Exercises:
a - State whether each statement below agrees with the porting article, answering yes or no and quoting the deciding words. (i) The KVM is designed for devices with very little memory. (ii) J2ME provides three basic types of Configurations. (iii) CLDC targets devices with 160 to 512 KB of memory.
b - Please rewrite the stretch of the porting article from "Configurations and Profiles" through "electronic and embedded devices.", substituting "components" for "elements".

* BEGIN Extract provided *

Porting Java 2D package from J2SE to J2ME CDC
Introduction
Consumer electronics has become more sophisticated and user-friendly with the advent of embedded technologies. Java has been the language of choice in the area of embedded software development. Sun Microsystems, keeping in mind diverse development needs, has provided three different Java Technologies, depending on the environment that the application is targeted to run on.
The first technology, Java 2 Platform, Enterprise Edition targets applications that are developed to run on Enterprise Servers. The second, Java 2 Platform, Standard Edition targets desktop and Internet applications that run on Personal Computers. Finally, Java 2 Platform, Micro Edition targets applications that are developed to run on resource constrained and embedded devices.
Java 2 Platform, Micro Edition
Java 2 Platform, Micro Edition technology specifically addresses the needs of a wide variety of consumer electronics and embedded devices ranging from pagers, mobile phones, and Personal Digital Assistants (PDAs) to screen phones, TV set top boxes, etc.
The specification of J2ME also allows customization of the applications through the use of personal profiles specific to a particular kind of device, in order to meet the device's own requirements.
Configurations and Profiles
The J2ME Architecture is based on two fundamental elements :
- Configuration
- Profile
Together, these elements deliver a specification that consumer electronics and embedded device manufacturers can implement on their products.
Configurations
A "Configuration" is a Virtual Machine and a minimal set of basic class libraries and Application Programming Interfaces. A configuration specifies a generalized runtime environment for consumer electronic and embedded devices.
Java 2 Platform, Micro Edition provides two basic types of Configurations based on Memory requirements and resource constraints. These configurations are:
- Connected Limited Device Configuration
- Connected Device Configuration
Connected Limited Device Configuration
The Connected Limited Device Configuration [CLDC] is used in small, resource-constrained devices, and is composed of K Virtual Machine [KVM] and a minimal set of class libraries that can be used on a variety of devices.
The KVM is a highly portable Java Virtual Machine designed for resource-constrained and network-connected devices with very less memory.
CLDC is targeted at devices with
- 160 to 512 KB of memory
- Limited power, often a battery
- Limited connectivity to the network, often through Wireless, and
- Extremely constrained Graphical User Interfaces
Connected Device Configuration
The Connected Device Configuration is composed of the C Virtual Machine and a minimal set of class libraries and APIs that are needed to get the system up and running.

* END Extract provided *
* BEGIN Given data *

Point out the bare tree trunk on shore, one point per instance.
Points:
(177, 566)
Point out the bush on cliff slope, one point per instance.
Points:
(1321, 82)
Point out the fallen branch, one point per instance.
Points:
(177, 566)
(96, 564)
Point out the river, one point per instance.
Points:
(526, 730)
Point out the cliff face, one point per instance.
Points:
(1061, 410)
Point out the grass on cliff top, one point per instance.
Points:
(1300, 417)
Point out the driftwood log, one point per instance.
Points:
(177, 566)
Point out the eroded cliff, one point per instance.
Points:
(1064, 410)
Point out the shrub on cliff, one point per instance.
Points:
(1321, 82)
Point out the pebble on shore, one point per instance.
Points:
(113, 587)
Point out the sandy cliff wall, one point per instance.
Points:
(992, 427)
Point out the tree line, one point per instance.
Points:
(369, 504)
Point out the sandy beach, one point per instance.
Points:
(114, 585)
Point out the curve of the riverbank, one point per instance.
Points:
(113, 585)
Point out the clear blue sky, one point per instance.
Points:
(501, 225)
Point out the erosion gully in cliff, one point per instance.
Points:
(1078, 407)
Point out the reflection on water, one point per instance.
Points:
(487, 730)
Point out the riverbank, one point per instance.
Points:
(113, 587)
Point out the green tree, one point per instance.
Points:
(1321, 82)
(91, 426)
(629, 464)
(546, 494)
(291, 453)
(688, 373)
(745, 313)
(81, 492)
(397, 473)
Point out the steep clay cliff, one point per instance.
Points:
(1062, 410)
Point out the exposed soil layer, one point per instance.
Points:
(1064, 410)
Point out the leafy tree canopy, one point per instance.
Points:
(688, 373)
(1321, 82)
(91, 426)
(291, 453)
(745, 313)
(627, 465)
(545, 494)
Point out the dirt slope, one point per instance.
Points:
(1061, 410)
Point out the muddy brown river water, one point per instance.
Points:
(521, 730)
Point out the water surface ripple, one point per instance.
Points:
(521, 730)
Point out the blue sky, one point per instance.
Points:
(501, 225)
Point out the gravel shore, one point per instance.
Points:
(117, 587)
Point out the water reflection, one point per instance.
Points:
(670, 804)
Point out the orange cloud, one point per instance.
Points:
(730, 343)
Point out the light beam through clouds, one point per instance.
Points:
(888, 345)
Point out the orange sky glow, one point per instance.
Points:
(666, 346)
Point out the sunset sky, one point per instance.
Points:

* END Given data *

Task-by-task answers:
a -
(i) Yes: "designed for resource-constrained and network-connected devices with very less memory"
(ii) No: "Java 2 Platform, Micro Edition provides two basic types of Configurations"
(iii) Yes: "160 to 512 KB of memory"

b -
Configurations and Profiles
The J2ME Architecture is based on two fundamental components :
- Configuration
- Profile
Together, these components deliver a specification that consumer electronics and embedded device manufacturers can implement on their products.
Configurations
A "Configuration" is a Virtual Machine and a minimal set of basic class libraries and Application Programming Interfaces. A configuration specifies a generalized runtime environment for consumer electronic and embedded devices.